Data for processing
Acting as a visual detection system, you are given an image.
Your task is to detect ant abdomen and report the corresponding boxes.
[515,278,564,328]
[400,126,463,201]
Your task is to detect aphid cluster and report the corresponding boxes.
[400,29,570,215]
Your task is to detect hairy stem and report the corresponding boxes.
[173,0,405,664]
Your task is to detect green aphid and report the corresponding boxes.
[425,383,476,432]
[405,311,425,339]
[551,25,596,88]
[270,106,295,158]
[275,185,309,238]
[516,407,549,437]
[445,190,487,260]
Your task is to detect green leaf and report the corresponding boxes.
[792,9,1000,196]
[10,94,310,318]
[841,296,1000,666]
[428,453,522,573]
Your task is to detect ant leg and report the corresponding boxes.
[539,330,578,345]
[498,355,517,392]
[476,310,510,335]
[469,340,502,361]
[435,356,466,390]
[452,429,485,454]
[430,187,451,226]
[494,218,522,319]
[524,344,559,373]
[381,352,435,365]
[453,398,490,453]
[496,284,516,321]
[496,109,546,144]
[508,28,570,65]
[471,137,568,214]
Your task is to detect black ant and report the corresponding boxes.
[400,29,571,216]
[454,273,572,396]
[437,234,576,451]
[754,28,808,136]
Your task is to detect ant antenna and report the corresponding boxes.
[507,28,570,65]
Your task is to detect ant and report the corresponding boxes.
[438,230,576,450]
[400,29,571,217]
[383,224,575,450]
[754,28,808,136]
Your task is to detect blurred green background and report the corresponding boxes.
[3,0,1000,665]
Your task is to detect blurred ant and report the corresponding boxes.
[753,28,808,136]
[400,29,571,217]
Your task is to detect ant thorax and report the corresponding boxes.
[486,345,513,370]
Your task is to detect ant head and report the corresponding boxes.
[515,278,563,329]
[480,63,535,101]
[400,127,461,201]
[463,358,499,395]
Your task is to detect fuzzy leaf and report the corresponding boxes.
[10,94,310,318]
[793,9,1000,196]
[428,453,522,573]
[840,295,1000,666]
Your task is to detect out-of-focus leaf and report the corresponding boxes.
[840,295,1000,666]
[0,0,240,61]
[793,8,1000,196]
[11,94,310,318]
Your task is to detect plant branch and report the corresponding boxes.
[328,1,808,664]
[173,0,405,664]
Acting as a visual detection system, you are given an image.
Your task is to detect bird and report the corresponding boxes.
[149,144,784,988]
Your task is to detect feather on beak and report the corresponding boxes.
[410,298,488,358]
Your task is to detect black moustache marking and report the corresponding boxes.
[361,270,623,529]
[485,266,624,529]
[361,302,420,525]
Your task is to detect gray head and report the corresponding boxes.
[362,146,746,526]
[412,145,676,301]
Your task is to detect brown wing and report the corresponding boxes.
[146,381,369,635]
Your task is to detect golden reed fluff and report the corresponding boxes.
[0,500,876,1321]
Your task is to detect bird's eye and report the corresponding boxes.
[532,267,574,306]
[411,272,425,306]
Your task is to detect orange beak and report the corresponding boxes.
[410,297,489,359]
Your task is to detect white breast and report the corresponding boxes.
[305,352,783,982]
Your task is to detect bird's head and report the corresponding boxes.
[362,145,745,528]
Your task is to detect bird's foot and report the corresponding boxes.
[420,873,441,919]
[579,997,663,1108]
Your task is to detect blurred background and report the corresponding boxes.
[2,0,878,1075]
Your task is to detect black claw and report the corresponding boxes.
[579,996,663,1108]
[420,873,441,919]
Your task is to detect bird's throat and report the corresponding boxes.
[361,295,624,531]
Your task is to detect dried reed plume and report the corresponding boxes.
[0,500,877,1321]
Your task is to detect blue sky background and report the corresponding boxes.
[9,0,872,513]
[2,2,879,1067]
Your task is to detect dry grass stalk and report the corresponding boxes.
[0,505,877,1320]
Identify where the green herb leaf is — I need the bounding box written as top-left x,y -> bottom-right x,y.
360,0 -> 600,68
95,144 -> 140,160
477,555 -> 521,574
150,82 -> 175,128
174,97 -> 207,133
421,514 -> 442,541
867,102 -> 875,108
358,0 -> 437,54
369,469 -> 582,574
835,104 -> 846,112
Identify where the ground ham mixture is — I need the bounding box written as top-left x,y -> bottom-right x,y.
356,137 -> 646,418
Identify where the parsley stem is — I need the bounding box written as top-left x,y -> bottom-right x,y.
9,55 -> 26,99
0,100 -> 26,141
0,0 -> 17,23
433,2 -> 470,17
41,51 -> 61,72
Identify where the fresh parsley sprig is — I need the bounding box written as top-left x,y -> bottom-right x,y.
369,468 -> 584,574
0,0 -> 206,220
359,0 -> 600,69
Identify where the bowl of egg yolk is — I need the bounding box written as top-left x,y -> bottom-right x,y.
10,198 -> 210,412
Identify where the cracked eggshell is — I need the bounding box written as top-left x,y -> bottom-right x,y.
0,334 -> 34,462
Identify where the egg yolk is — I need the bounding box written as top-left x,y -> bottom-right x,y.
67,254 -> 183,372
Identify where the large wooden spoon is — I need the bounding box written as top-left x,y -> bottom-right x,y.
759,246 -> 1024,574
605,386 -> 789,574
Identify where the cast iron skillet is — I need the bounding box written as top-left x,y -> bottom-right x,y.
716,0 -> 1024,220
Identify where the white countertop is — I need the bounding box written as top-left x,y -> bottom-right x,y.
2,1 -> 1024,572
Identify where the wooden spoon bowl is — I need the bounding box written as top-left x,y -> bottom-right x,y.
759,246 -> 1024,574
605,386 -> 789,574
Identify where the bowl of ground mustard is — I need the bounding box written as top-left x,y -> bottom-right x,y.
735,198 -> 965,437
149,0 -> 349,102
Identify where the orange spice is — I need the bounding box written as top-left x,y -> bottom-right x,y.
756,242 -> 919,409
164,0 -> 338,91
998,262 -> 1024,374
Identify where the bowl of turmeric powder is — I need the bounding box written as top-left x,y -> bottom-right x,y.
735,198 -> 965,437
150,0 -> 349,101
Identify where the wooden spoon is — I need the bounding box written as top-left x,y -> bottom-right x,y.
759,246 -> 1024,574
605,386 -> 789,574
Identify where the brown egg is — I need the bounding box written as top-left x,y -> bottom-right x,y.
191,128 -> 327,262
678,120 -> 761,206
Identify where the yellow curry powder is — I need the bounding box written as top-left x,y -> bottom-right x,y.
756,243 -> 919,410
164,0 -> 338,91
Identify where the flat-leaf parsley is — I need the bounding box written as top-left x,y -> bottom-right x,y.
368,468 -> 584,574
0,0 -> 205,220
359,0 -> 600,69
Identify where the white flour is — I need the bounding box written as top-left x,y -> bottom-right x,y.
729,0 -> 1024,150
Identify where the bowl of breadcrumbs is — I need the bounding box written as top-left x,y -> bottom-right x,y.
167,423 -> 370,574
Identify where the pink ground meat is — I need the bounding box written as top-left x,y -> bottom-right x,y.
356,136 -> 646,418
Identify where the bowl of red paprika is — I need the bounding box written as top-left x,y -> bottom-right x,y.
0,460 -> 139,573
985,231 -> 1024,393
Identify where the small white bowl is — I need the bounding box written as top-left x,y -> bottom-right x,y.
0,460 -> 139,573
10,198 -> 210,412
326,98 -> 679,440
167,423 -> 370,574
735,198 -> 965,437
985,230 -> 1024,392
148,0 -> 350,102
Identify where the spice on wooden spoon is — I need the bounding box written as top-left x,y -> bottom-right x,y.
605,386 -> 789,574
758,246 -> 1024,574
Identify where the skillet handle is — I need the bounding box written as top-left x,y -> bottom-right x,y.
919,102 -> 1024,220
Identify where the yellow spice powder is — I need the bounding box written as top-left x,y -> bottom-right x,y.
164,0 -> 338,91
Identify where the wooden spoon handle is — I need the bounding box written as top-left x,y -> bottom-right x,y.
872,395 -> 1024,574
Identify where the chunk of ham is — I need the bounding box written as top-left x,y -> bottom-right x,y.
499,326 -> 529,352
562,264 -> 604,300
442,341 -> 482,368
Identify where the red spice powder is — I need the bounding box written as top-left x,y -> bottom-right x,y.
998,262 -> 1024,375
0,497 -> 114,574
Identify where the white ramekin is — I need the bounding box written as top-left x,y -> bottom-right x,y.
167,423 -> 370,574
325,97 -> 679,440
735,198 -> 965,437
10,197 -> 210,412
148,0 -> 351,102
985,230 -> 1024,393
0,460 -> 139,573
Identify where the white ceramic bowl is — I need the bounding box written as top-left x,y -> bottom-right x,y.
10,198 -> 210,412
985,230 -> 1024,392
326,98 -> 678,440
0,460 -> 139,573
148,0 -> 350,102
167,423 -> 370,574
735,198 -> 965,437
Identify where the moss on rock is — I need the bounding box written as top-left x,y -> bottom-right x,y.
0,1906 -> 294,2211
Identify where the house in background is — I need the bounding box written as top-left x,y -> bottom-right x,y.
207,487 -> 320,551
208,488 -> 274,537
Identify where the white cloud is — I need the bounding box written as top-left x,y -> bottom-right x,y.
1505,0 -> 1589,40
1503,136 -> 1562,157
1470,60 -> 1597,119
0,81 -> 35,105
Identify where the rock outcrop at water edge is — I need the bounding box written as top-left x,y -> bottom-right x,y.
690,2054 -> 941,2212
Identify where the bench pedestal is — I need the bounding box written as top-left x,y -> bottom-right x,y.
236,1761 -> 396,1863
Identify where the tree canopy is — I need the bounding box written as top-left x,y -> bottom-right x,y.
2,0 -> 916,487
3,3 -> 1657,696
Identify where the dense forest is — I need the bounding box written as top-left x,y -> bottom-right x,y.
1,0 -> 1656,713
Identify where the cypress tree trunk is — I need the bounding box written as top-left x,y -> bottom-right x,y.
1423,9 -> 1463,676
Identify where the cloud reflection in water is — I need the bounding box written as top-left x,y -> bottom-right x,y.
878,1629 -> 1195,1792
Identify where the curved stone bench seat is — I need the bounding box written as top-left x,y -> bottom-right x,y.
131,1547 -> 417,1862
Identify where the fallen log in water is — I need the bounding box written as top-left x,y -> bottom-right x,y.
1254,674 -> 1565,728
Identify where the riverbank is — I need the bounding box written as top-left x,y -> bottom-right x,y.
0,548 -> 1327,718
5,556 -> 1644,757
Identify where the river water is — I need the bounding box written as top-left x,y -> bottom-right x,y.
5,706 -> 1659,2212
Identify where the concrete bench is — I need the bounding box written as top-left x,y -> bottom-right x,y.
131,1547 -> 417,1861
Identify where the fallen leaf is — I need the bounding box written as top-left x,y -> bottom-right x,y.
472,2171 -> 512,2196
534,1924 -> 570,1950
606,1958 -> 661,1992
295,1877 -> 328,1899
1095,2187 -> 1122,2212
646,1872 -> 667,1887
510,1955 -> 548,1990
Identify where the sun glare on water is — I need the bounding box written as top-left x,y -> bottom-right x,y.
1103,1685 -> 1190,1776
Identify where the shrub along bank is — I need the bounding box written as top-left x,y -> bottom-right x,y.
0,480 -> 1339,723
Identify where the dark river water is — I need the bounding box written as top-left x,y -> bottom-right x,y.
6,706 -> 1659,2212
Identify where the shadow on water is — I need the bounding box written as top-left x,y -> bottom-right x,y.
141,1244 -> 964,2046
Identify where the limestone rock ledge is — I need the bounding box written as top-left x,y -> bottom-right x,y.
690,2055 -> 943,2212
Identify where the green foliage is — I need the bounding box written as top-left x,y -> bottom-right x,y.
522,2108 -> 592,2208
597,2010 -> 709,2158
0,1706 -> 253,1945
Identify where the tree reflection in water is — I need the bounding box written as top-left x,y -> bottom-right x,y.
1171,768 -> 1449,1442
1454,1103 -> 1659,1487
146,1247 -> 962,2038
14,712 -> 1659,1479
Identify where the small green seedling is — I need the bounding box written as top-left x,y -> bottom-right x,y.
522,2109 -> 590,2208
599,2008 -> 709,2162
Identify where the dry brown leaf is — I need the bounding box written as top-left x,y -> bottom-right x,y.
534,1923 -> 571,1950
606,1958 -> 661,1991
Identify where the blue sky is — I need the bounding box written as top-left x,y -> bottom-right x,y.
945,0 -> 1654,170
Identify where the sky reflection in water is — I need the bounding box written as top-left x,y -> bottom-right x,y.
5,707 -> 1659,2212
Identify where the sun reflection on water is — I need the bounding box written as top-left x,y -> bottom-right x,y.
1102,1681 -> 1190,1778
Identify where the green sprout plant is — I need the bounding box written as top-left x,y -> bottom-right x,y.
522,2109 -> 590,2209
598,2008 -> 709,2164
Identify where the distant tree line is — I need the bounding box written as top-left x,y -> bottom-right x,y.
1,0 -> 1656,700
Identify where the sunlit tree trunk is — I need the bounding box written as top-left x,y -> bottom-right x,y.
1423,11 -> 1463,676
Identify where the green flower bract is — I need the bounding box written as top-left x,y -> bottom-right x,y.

Task details
The lines from the one containing "Identify where the small green" through the last line of the records are to be transcribed exactly, with nothing else added.

Final answer
Identify where the small green seedling is — I need the bounding box written as top-left x,y -> bottom-right x,y.
522,2109 -> 590,2208
599,2008 -> 709,2162
Identify where the dry brown leaf is — I need the bounding box written as top-left x,y -> bottom-right x,y.
534,1923 -> 571,1950
606,1958 -> 661,1991
Identify where the blue sky is — I need the bounding box written as top-left x,y -> bottom-right x,y.
945,0 -> 1654,170
Identify where the sky reflection in water is — I need the bounding box written as top-left x,y -> bottom-right x,y.
5,707 -> 1659,2212
Identify where the sun reflection on water is — I need the bounding box written as top-left x,y -> bottom-right x,y.
1102,1681 -> 1190,1778
Identify where the green sprout plant is — I need the bounding box written as top-left x,y -> bottom-right x,y.
522,2109 -> 590,2209
598,2008 -> 709,2164
Identify where the distant tree line is — I need the bounding box written as top-left x,y -> bottom-right x,y.
1,0 -> 1656,700
Identify where the sunlit tree trunk is — I need the bounding box written as top-left x,y -> bottom-right x,y.
1423,11 -> 1463,676
Identify where the green flower bract is — I need the bounding box written as top-left x,y -> bottom-right x,y.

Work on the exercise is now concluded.